▶ [Your objective] Locate the string "dragon" in the records below. Copy every line where it occurs.

▶ [Information]
------------------------------

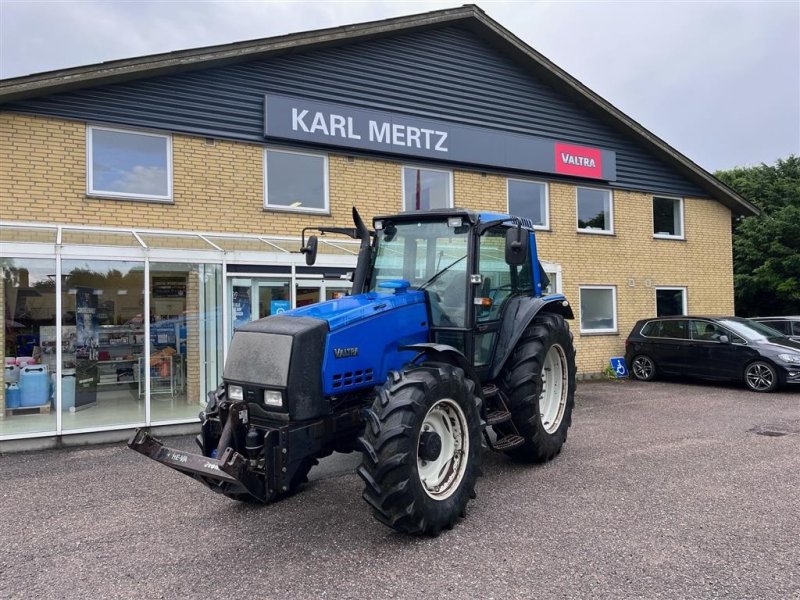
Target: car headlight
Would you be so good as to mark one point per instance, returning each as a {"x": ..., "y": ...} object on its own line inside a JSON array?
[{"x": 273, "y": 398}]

------------------------------

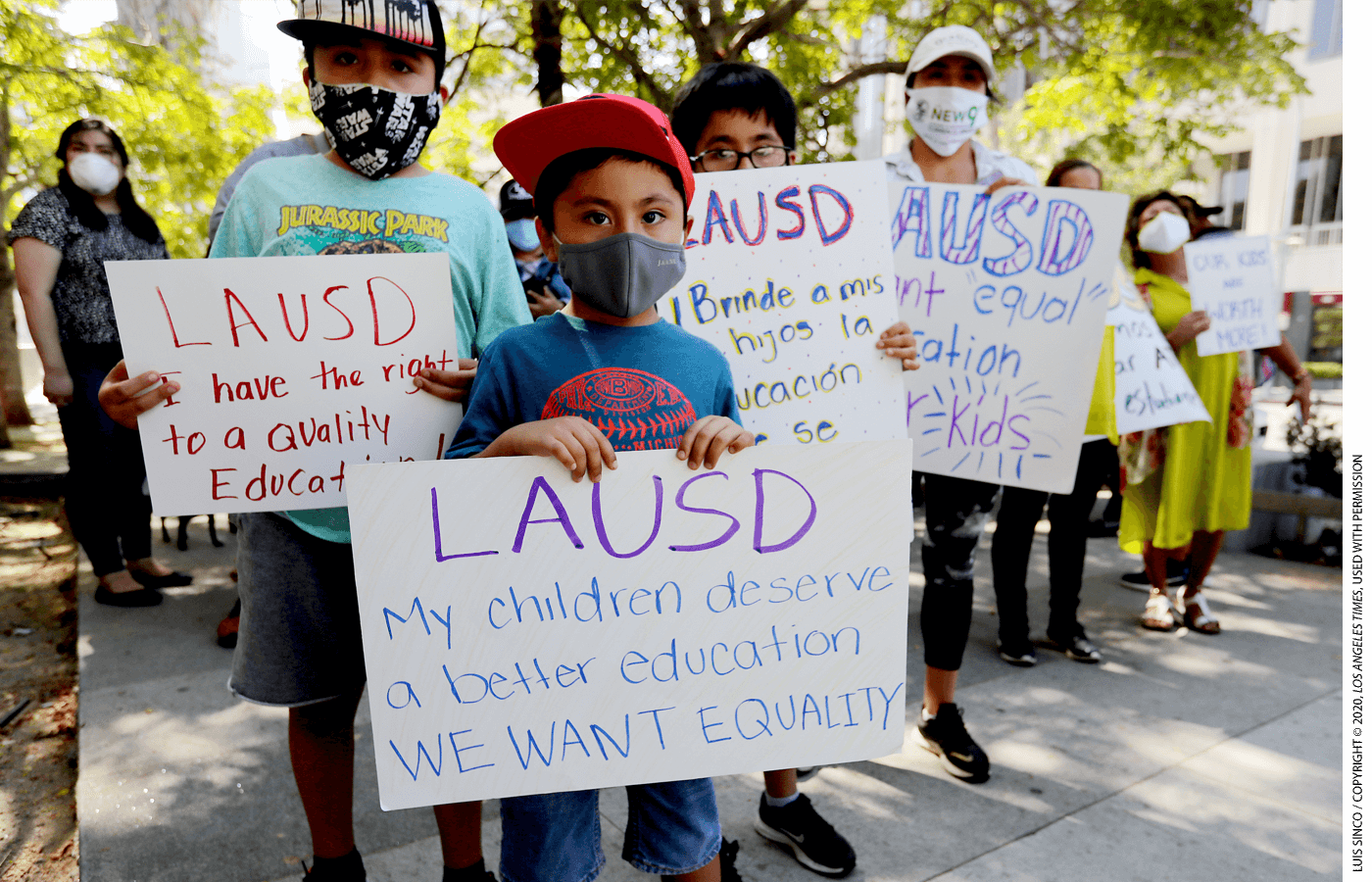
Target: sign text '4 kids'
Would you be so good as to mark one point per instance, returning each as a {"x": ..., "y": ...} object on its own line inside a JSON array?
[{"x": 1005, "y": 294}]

------------------------------

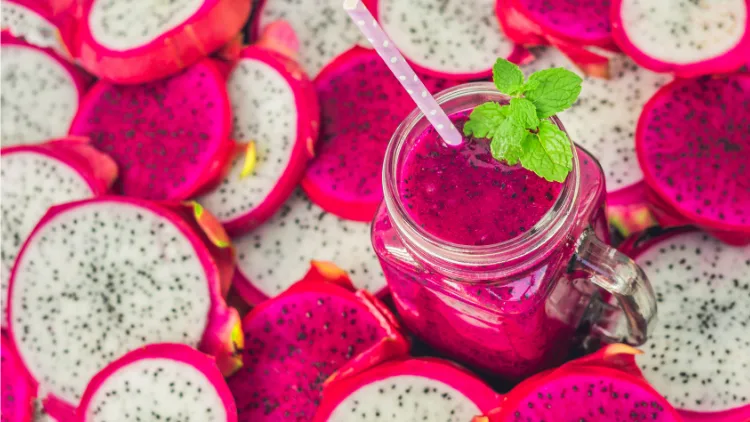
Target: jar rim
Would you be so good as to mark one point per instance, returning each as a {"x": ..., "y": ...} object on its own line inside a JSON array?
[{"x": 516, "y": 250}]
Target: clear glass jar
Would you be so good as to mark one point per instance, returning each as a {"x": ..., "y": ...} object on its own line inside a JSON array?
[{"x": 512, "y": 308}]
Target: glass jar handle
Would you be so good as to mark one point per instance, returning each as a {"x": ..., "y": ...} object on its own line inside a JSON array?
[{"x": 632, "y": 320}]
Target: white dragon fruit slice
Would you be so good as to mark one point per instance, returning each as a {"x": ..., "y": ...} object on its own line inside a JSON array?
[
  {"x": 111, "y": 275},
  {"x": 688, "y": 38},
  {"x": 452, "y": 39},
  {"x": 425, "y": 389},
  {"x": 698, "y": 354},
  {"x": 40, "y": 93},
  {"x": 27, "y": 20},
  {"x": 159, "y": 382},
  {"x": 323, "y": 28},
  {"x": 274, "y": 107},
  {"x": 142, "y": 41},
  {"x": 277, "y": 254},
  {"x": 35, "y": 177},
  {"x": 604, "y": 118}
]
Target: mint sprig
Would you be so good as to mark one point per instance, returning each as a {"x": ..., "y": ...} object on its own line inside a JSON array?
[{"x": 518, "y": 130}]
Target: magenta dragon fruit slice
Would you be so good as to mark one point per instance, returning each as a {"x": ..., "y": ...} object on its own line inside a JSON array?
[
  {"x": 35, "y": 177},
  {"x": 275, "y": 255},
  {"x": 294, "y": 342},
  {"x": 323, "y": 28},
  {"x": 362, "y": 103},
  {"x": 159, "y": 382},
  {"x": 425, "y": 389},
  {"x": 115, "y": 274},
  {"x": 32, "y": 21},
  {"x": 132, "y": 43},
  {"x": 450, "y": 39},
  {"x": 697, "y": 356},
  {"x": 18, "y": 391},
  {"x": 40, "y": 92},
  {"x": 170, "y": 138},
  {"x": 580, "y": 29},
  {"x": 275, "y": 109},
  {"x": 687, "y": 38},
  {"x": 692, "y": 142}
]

------------------------------

▶ [Answer box]
Target: white dragon fruit slice
Target: magenta dragon fruit slice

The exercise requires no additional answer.